Segment Start: Excerpt

Sound and Vision

   Yesterday afternoon, my husband and I went to the Capitol Theater for a screening of Eric Becker's "Sound and Vision"--a documentary film about Puget Sound.
   If you have a pulse, you cannot get too far into a film or conversation about Puget Sound without including "health of," "clean-up of," "toxic waste in," "death of." This film was no exception, though the filmmaker did a skillful job and not making this a "downer" movie, though there were plenty of scenes of polluted run-off, oil tankers plying the Sound, and beaches strewn with trash.
   The film most effectively addresses run-off--all the contaminants that flow through storm drains into Puget Sound and its tributaries. What gets into the storm drains? Everything that the rain washes off our streets, highways, parking lots, sidewalks, rooftops, and yards. This means everything from gasoline, motor oil, fertilizers, pesticides, pet waste, to chewing gum and tobacco spit.
    An estimated 75% of the pollution in Puget Sound is from run-off. The film made it clear that we need to move way past the finger-pointing era; Big Farms and Big Industry are not the culprits here. We are. We being the 4.1 million people living in the counties surrounding the Sound. And, I am very reluctant to realize that the really big problem is the car.
  In the oil, gas, and coolants that leak out of our cars are heavy metals--nickel, copper, cadmium, lead, and zinc--and other chemicals that affect reproductive cycles of bottom-dwelling species in the Sound and create lesions and tumors on fish (including salmon). Possibly more injurious that these fluids is our tires. When we talk about "wear and tear" on our tires--are we thinking about where the worn-off rubber goes? Until yesterday's film, I hadn't given it much thought. Tiny particles of our tires are left behind on the roads we drive and end up as run-off. Which means, bit by bit, our tires end up in Puget Sound. Let's see, 4.1 million people multiplied by a conservative 4 tires (more likely 8) results in bits of 16.4 million tires bound for the Sound.
   What does this look like? Yesterday's film showed us in a four-minute segment featuring scuba diver Laura James. Click here to watch the video and Laura's articulate description of her discovery.

Segment End: Excerpt
Segment Start: Extracted entries

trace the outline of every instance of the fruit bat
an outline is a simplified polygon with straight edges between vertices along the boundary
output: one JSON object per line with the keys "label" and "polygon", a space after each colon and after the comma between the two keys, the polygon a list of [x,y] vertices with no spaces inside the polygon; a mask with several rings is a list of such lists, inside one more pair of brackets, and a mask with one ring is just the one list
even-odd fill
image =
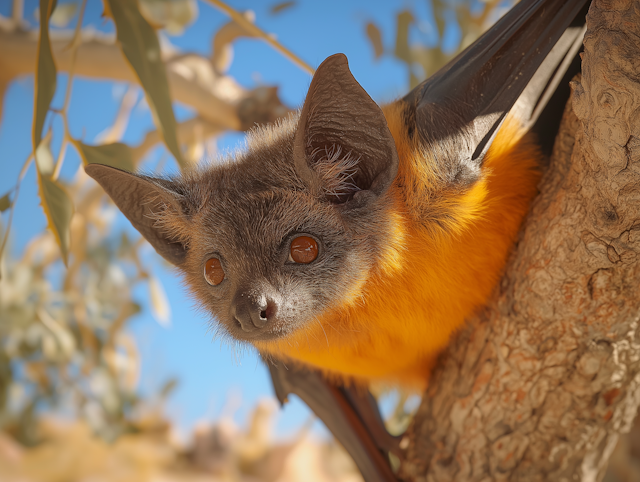
{"label": "fruit bat", "polygon": [[[371,381],[424,388],[499,280],[568,97],[585,0],[523,0],[382,107],[336,54],[302,109],[178,176],[86,172],[365,480],[394,480]],[[564,93],[563,93],[564,89]],[[531,131],[537,131],[536,143]]]}

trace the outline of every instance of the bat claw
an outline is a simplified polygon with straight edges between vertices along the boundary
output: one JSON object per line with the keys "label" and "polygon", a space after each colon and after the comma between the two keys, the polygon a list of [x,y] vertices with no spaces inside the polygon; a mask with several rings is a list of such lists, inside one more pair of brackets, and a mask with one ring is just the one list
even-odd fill
{"label": "bat claw", "polygon": [[280,403],[294,393],[324,422],[351,455],[366,482],[396,482],[388,453],[399,453],[399,437],[387,432],[373,396],[355,387],[333,384],[299,366],[265,363]]}

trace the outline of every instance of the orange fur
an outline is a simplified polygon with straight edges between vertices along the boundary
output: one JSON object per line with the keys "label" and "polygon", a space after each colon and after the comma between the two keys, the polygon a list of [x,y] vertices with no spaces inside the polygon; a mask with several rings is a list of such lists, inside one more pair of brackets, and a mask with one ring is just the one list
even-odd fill
{"label": "orange fur", "polygon": [[466,191],[446,191],[429,169],[432,154],[407,139],[401,102],[383,111],[400,162],[387,253],[343,306],[258,348],[343,380],[423,388],[435,357],[498,282],[536,193],[541,154],[507,119],[482,178]]}

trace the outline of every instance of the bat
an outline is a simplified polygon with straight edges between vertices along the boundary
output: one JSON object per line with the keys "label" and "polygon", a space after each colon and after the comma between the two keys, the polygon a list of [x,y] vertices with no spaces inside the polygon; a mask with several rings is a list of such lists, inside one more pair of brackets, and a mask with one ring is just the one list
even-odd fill
{"label": "bat", "polygon": [[537,192],[586,4],[523,0],[382,107],[333,55],[302,109],[233,159],[164,178],[86,172],[219,335],[257,348],[278,398],[300,395],[365,480],[394,480],[397,438],[358,387],[423,389],[486,303]]}

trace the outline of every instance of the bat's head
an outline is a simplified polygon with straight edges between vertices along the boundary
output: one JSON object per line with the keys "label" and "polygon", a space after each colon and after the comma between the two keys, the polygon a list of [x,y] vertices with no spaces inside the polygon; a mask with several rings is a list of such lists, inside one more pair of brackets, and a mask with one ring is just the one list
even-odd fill
{"label": "bat's head", "polygon": [[362,295],[393,236],[395,143],[344,55],[299,116],[247,149],[170,179],[86,168],[214,315],[249,342],[286,338]]}

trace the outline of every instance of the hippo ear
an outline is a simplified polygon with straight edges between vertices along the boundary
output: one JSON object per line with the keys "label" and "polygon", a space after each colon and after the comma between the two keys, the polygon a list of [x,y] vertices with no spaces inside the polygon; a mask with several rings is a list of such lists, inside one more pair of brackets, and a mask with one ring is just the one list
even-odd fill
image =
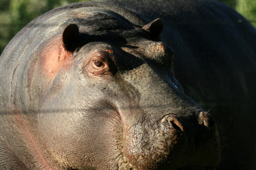
{"label": "hippo ear", "polygon": [[63,31],[62,35],[65,49],[73,52],[78,46],[79,29],[77,25],[68,25]]}
{"label": "hippo ear", "polygon": [[163,28],[163,21],[160,18],[155,19],[142,28],[149,33],[151,39],[153,40],[159,39]]}

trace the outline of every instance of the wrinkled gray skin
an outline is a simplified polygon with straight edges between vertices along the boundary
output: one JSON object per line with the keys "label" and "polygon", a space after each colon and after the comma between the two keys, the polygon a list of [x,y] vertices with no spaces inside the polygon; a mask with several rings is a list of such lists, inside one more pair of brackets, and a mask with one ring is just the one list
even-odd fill
{"label": "wrinkled gray skin", "polygon": [[13,39],[1,169],[256,167],[255,29],[216,1],[149,1],[72,4]]}

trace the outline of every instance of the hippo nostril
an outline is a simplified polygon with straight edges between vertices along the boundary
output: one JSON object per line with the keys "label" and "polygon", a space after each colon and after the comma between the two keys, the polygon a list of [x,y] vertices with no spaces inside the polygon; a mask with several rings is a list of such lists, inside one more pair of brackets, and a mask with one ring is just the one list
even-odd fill
{"label": "hippo nostril", "polygon": [[199,113],[199,123],[208,128],[213,128],[215,126],[215,121],[209,113],[201,112]]}
{"label": "hippo nostril", "polygon": [[171,125],[172,126],[172,127],[175,129],[177,130],[180,130],[182,131],[181,129],[180,129],[180,128],[175,124],[175,122],[174,122],[174,121],[171,121],[170,122],[170,124],[171,124]]}
{"label": "hippo nostril", "polygon": [[168,121],[169,125],[177,131],[184,131],[181,120],[177,116],[168,116]]}

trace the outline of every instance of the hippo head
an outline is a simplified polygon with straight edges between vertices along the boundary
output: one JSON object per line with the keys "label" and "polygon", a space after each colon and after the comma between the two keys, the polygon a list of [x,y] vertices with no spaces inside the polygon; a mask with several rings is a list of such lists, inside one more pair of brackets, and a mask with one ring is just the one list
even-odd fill
{"label": "hippo head", "polygon": [[214,169],[216,125],[174,78],[162,20],[140,27],[102,8],[69,12],[27,74],[35,156],[66,169]]}

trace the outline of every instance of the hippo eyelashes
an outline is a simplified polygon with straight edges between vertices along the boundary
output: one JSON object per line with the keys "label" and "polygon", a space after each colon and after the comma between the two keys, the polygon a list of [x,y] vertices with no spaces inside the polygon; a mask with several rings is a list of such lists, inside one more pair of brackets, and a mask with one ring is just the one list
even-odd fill
{"label": "hippo eyelashes", "polygon": [[97,67],[102,67],[105,66],[105,65],[103,63],[98,60],[94,60],[93,62],[94,65]]}
{"label": "hippo eyelashes", "polygon": [[97,52],[92,57],[87,67],[88,71],[93,75],[106,75],[110,74],[108,56],[104,52]]}

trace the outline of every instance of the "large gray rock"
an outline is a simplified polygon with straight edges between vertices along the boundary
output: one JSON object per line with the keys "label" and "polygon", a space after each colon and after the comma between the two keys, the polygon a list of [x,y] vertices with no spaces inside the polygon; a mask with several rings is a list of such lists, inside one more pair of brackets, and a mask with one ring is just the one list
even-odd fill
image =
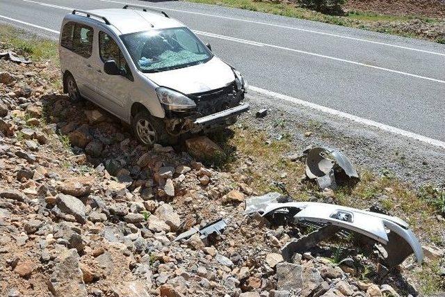
{"label": "large gray rock", "polygon": [[75,249],[63,252],[51,275],[49,289],[56,297],[83,297],[87,291]]}
{"label": "large gray rock", "polygon": [[302,288],[303,285],[302,266],[287,262],[278,263],[277,280],[278,290],[296,290]]}
{"label": "large gray rock", "polygon": [[302,297],[310,296],[312,291],[323,281],[318,271],[311,266],[305,266],[302,273],[303,287]]}
{"label": "large gray rock", "polygon": [[85,147],[85,152],[91,156],[99,156],[104,149],[104,145],[100,141],[91,141]]}
{"label": "large gray rock", "polygon": [[168,225],[154,214],[148,217],[148,229],[154,232],[168,232],[170,230]]}
{"label": "large gray rock", "polygon": [[158,207],[154,214],[161,220],[165,222],[172,231],[177,230],[181,227],[181,218],[168,204],[163,204]]}
{"label": "large gray rock", "polygon": [[17,201],[23,201],[26,198],[23,193],[19,190],[14,189],[0,191],[0,197]]}
{"label": "large gray rock", "polygon": [[72,214],[76,220],[83,224],[86,222],[85,205],[76,198],[70,195],[57,194],[57,207],[65,214]]}

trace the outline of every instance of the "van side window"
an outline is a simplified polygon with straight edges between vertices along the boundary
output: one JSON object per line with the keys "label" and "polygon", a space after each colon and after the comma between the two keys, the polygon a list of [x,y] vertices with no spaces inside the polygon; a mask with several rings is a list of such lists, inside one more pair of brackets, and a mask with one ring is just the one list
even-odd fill
{"label": "van side window", "polygon": [[84,58],[90,58],[92,50],[92,28],[76,24],[72,36],[72,51]]}
{"label": "van side window", "polygon": [[93,33],[92,28],[89,26],[68,22],[62,29],[60,45],[83,58],[90,58],[92,51]]}
{"label": "van side window", "polygon": [[103,62],[114,60],[118,64],[118,68],[125,70],[127,72],[126,77],[131,81],[133,80],[130,68],[119,48],[119,45],[111,36],[102,31],[99,32],[99,54]]}
{"label": "van side window", "polygon": [[74,31],[75,23],[74,22],[68,22],[63,26],[62,30],[62,40],[60,45],[67,49],[72,49],[72,33]]}
{"label": "van side window", "polygon": [[111,36],[102,31],[99,32],[99,52],[102,61],[114,60],[119,68],[127,69],[127,61],[119,45]]}

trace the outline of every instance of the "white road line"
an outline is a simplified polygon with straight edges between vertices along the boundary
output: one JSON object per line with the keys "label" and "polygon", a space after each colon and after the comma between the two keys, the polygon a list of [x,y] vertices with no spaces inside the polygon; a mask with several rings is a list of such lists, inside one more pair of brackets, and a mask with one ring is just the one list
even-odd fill
{"label": "white road line", "polygon": [[[49,28],[42,27],[41,26],[35,25],[33,24],[27,23],[26,22],[19,21],[18,19],[12,19],[10,17],[5,17],[3,15],[0,15],[0,18],[3,18],[6,19],[8,19],[10,21],[16,22],[19,24],[24,24],[28,26],[31,26],[33,27],[38,28],[40,29],[46,30],[49,32],[53,32],[59,34],[59,31],[56,30],[50,29]],[[280,99],[284,101],[287,101],[290,102],[293,102],[301,106],[304,106],[308,107],[309,109],[312,109],[316,111],[322,111],[323,113],[326,113],[332,115],[338,116],[339,118],[343,118],[346,119],[348,119],[353,120],[354,122],[359,122],[368,126],[374,127],[380,130],[387,131],[391,132],[394,134],[402,135],[403,136],[416,139],[417,141],[436,146],[439,147],[442,147],[445,149],[445,143],[443,141],[438,141],[437,139],[430,138],[429,137],[423,136],[423,135],[416,134],[413,132],[410,132],[409,131],[403,130],[401,129],[396,128],[395,127],[389,126],[385,124],[382,124],[378,122],[375,122],[371,120],[368,120],[364,118],[360,118],[357,115],[353,115],[350,113],[344,113],[343,111],[337,111],[336,109],[330,109],[329,107],[325,107],[321,105],[316,104],[315,103],[309,102],[307,101],[301,100],[299,99],[296,99],[290,96],[287,96],[283,94],[280,94],[275,92],[270,91],[268,90],[265,90],[261,88],[255,87],[253,86],[249,86],[249,90],[253,90],[254,92],[257,92],[267,96],[270,96],[274,98]]]}
{"label": "white road line", "polygon": [[[31,0],[22,0],[22,1],[28,1],[28,2],[32,2],[32,3],[40,4],[40,5],[46,5],[47,4],[47,3],[44,3],[38,2],[38,1],[31,1]],[[121,3],[121,2],[118,2],[118,1],[110,1],[110,0],[99,0],[99,1],[107,1],[107,2]],[[124,2],[122,2],[122,3],[124,3]],[[74,8],[69,8],[69,7],[65,7],[65,6],[58,6],[58,7],[56,7],[56,6],[52,6],[51,7],[55,7],[55,8],[60,8],[60,9],[63,9],[63,10],[72,10],[74,9]],[[388,72],[396,73],[396,74],[398,74],[405,75],[405,76],[411,77],[415,77],[415,78],[417,78],[417,79],[426,79],[426,80],[430,81],[434,81],[434,82],[436,82],[436,83],[445,83],[445,81],[442,81],[441,79],[434,79],[434,78],[428,77],[423,77],[423,76],[421,76],[421,75],[414,74],[412,74],[412,73],[405,72],[403,71],[395,70],[393,70],[393,69],[385,68],[385,67],[379,67],[379,66],[375,66],[375,65],[373,65],[365,64],[365,63],[363,63],[355,62],[355,61],[351,61],[351,60],[342,59],[342,58],[336,58],[336,57],[333,57],[333,56],[331,56],[322,55],[322,54],[320,54],[312,53],[311,51],[301,51],[301,50],[299,50],[299,49],[291,49],[290,47],[280,47],[279,45],[270,45],[270,44],[268,44],[268,43],[263,43],[263,42],[258,42],[253,41],[253,40],[245,40],[245,39],[236,38],[234,38],[234,37],[226,36],[226,35],[219,35],[219,34],[215,34],[215,33],[213,33],[202,32],[202,31],[196,31],[196,32],[198,32],[198,34],[205,35],[207,36],[213,37],[213,38],[215,38],[225,39],[225,40],[227,40],[234,41],[234,42],[248,44],[248,45],[255,45],[255,46],[258,46],[258,47],[261,47],[261,46],[262,47],[273,47],[273,48],[275,48],[275,49],[293,51],[293,52],[296,52],[296,53],[304,54],[307,54],[307,55],[316,56],[316,57],[318,57],[318,58],[327,58],[327,59],[330,59],[330,60],[334,60],[334,61],[340,61],[340,62],[344,62],[344,63],[350,63],[350,64],[357,65],[359,65],[359,66],[364,66],[364,67],[369,67],[369,68],[377,69],[377,70],[379,70],[387,71]]]}
{"label": "white road line", "polygon": [[225,39],[226,40],[235,41],[237,42],[245,43],[247,45],[256,45],[257,47],[264,47],[264,45],[256,41],[246,40],[245,39],[236,38],[234,37],[225,36],[223,35],[214,34],[213,33],[202,32],[200,31],[192,30],[195,33],[203,35],[204,36],[213,37],[215,38]]}
{"label": "white road line", "polygon": [[409,138],[415,139],[423,143],[428,143],[436,147],[445,149],[445,142],[438,141],[437,139],[430,138],[429,137],[423,136],[423,135],[416,134],[409,131],[403,130],[401,129],[396,128],[395,127],[389,126],[385,124],[382,124],[378,122],[375,122],[371,120],[360,118],[357,115],[353,115],[350,113],[343,113],[336,109],[325,107],[321,105],[316,104],[315,103],[308,102],[307,101],[301,100],[297,98],[294,98],[290,96],[287,96],[283,94],[280,94],[275,92],[272,92],[268,90],[265,90],[261,88],[249,86],[249,90],[254,92],[257,92],[267,96],[272,97],[283,101],[287,101],[289,102],[295,103],[298,105],[301,105],[305,107],[308,107],[312,109],[314,109],[318,111],[321,111],[325,113],[328,113],[332,115],[335,115],[339,118],[346,118],[347,120],[353,120],[354,122],[364,124],[365,125],[371,126],[378,128],[380,130],[387,131],[394,134],[402,135]]}
{"label": "white road line", "polygon": [[[196,31],[196,32],[200,32],[200,31]],[[199,33],[198,33],[198,34]],[[312,52],[310,52],[310,51],[301,51],[300,49],[291,49],[289,47],[280,47],[279,45],[269,45],[268,43],[257,42],[256,41],[247,40],[245,39],[241,39],[241,38],[236,38],[235,39],[233,37],[225,36],[223,35],[217,35],[217,34],[213,34],[213,33],[206,33],[206,32],[200,32],[200,33],[202,33],[203,35],[205,35],[209,36],[209,37],[215,37],[216,38],[227,39],[227,40],[232,40],[232,41],[236,41],[236,42],[244,42],[244,43],[248,43],[248,44],[255,43],[254,45],[269,47],[273,47],[273,48],[279,49],[283,49],[283,50],[286,50],[286,51],[294,51],[296,53],[305,54],[307,54],[307,55],[314,56],[319,57],[319,58],[325,58],[330,59],[330,60],[338,61],[340,61],[340,62],[348,63],[350,63],[350,64],[357,65],[359,65],[359,66],[368,67],[369,68],[378,69],[379,70],[387,71],[387,72],[392,72],[392,73],[397,73],[398,74],[406,75],[407,77],[415,77],[415,78],[417,78],[417,79],[426,79],[428,81],[435,81],[436,83],[445,83],[445,81],[442,81],[441,79],[433,79],[433,78],[428,77],[423,77],[421,75],[417,75],[417,74],[412,74],[412,73],[404,72],[403,71],[395,70],[394,69],[385,68],[383,67],[375,66],[373,65],[365,64],[365,63],[363,63],[355,62],[355,61],[350,61],[350,60],[342,59],[342,58],[336,58],[336,57],[333,57],[333,56],[331,56],[322,55],[322,54],[320,54],[312,53]]]}
{"label": "white road line", "polygon": [[49,4],[49,3],[47,3],[37,2],[37,1],[31,1],[31,0],[22,0],[22,1],[24,1],[25,2],[35,3],[36,4],[40,4],[40,5],[43,6],[52,7],[52,8],[54,8],[65,9],[67,10],[72,10],[74,9],[74,8],[72,8],[70,7],[60,6],[58,5]]}
{"label": "white road line", "polygon": [[26,22],[19,21],[19,20],[15,19],[12,19],[10,17],[5,17],[4,15],[0,15],[0,18],[8,19],[9,21],[15,22],[16,23],[23,24],[24,25],[31,26],[32,27],[38,28],[40,29],[46,30],[46,31],[48,31],[49,32],[56,33],[57,34],[59,34],[59,31],[58,31],[50,29],[49,28],[42,27],[42,26],[35,25],[34,24],[28,23]]}
{"label": "white road line", "polygon": [[[112,1],[112,0],[98,0],[98,1],[102,1],[103,2],[116,3],[120,3],[120,4],[128,4],[128,2],[121,2],[121,1]],[[189,11],[189,10],[180,10],[180,9],[169,8],[167,8],[167,7],[152,6],[147,6],[147,5],[145,5],[144,6],[149,7],[149,8],[152,8],[163,9],[163,10],[165,10],[177,11],[178,13],[190,13],[190,14],[192,14],[192,15],[204,15],[206,17],[218,17],[220,19],[232,19],[232,20],[234,20],[234,21],[244,22],[246,22],[246,23],[257,24],[265,25],[265,26],[275,26],[275,27],[278,27],[278,28],[284,28],[284,29],[291,29],[291,30],[300,31],[302,31],[302,32],[308,32],[308,33],[315,33],[315,34],[324,35],[327,35],[327,36],[337,37],[337,38],[339,38],[349,39],[349,40],[351,40],[359,41],[359,42],[362,42],[373,43],[373,44],[375,44],[375,45],[385,45],[385,46],[387,46],[387,47],[397,47],[397,48],[399,48],[399,49],[407,49],[407,50],[410,50],[410,51],[419,51],[419,52],[426,53],[426,54],[433,54],[433,55],[445,56],[445,54],[438,53],[437,51],[426,51],[426,50],[424,50],[424,49],[416,49],[416,48],[414,48],[414,47],[403,47],[402,45],[391,45],[390,43],[380,42],[378,42],[378,41],[369,40],[367,39],[357,38],[355,38],[355,37],[346,36],[346,35],[344,35],[332,34],[332,33],[330,33],[321,32],[321,31],[314,31],[314,30],[305,29],[302,29],[302,28],[293,27],[293,26],[290,26],[278,25],[278,24],[270,24],[270,23],[266,23],[266,22],[259,22],[259,21],[250,21],[250,20],[248,20],[248,19],[238,19],[238,18],[236,18],[236,17],[223,17],[223,16],[221,16],[221,15],[211,15],[211,14],[209,14],[209,13],[196,13],[196,12],[194,12],[194,11]]]}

Segment End: Extracted entries

## About this task
According to the write-up on "Sound and Vision," what share of the pollution in Puget Sound comes from run-off?

## Answer for this exercise
An estimated 75%.